- [WORK TASK]: In the text below on an American national holiday, recast the paragraph beginning "Once a year, families gather" as a short bulleted list that keeps its main facts.

- [SELECTED TEXT]:
▬▬▬
In Virginia, in 1623 the English plan another day of celebration. James W. Loewen, author of Lies My Teacher Told Me, writes that the British “offered a toast ‘symbolizing eternal friendship,’ whereupon the chief, his family, advisors, and 200 followers dropped dead of poison.”
The turmoil that ensued seems a boon to the newcomers, as the populations of locals plummet from disease and wars for the next 300 years. Did they thank God for such a practical solution to the problem they faced? It’s not too hard to imagine that they did.
What should happen to these traitors, these people who took advantage of such hospitality, who committed atrocities on those who sustained them? Were they punished? No. In fact, they are revered today, and America has a national holiday in their honor.
Once a year, families gather around dining tables, usually segregated by age. The children, at a smaller, less fancy table, eagerly anticipate their graduation to the “big” table where they can participate in discussions about politics, the stock market and Auntie Jane’s facelift. At both tables, each member of the family proceeds to commit such acts of gluttony that would appall the conservative founders of the tradition. The simple dinner has been hyped by commercials for cranberry sauce, mashed potatoes and turkey run for weeks before the event. A tradition of family and love and acceptance has been initiated by greeting card companies and airlines.
The tables at which we celebrate The Day of Gluttony are decorated with fall leaves, cornucopias and figurines of Separatist Puritans, or Pilgrims, as we now call them. These little people may grace many tables in America, but certainly not those of Native Americans. Those tiny models, smiling at each other in peace, don’t have the stony faces of hate as did their historic counterparts. Today we exchange words of love for our family over these representations of hate. Such a juxtaposition of ideas cannot help but be noticed by Americans today, can it?
▬▬▬
- [PROVIDED RECORDS]:
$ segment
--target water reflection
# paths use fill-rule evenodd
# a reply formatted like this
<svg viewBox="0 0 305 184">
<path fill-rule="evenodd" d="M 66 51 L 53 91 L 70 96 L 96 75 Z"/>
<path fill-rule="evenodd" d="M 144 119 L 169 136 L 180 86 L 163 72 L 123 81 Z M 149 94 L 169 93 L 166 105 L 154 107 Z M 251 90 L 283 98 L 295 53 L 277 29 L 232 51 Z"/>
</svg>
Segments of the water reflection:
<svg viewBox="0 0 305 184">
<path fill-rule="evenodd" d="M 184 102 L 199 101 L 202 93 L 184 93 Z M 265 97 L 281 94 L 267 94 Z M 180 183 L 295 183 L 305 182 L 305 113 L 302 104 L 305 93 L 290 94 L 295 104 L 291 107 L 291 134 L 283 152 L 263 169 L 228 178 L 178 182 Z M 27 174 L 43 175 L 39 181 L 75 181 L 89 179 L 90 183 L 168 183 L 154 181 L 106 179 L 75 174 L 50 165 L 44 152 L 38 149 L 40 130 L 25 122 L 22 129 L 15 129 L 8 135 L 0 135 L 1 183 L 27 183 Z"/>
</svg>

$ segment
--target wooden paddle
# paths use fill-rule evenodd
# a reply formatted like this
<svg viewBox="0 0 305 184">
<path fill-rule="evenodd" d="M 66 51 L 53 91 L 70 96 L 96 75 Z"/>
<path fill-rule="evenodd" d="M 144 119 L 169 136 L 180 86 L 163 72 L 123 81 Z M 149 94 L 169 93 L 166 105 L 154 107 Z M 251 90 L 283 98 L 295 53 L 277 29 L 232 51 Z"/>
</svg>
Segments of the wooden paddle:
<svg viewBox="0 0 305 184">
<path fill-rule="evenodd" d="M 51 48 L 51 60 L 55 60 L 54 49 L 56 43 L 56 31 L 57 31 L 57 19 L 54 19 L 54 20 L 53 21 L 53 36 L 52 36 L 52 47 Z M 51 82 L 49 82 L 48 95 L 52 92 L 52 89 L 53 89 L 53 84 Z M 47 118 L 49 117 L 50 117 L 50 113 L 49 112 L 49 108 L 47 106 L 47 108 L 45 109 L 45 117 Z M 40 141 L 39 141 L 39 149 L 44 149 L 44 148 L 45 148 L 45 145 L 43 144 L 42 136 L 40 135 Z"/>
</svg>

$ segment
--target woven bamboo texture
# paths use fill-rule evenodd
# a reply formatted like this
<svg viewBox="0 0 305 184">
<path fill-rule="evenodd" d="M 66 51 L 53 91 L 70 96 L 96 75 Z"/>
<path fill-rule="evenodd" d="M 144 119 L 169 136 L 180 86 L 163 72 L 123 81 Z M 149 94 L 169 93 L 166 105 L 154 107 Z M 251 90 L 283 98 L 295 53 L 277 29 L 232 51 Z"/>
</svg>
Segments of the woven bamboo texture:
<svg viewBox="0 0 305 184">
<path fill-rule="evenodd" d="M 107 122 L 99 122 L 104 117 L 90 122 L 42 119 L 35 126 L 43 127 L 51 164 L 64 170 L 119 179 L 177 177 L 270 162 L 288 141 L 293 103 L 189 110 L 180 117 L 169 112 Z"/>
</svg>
▬▬▬
- [REPLY TO THE TASK]:
- Once a year, families gather around dining tables, usually separated by age.
- The children sit at a smaller, less fancy table and look forward to moving to the "big" table, where talk covers politics, the stock market and Auntie Jane's facelift.
- At both tables, family members eat so gluttonously that the conservative founders of the tradition would be appalled.
- For weeks beforehand, commercials for cranberry sauce, mashed potatoes and turkey hype the simple dinner.
- Greeting card companies and airlines have started a tradition of family, love and acceptance.